What is required:
Would you please restate all of the data exactly?

Data for processing:
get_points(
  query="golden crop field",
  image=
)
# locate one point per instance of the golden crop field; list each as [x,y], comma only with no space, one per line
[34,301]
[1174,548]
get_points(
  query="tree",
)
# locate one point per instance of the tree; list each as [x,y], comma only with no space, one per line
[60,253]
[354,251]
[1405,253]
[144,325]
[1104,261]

Output of the exercise:
get_points(
  query="golden crop field",
  image=
)
# locate one point per instance of the golden crop field; list each as [x,y], comma only with no space, one per line
[34,301]
[1174,548]
get_points(
  query="tree",
)
# locate one point per instance of the tree; list each as [x,y], comma only with no space, one per line
[60,253]
[354,251]
[1405,253]
[144,325]
[1104,261]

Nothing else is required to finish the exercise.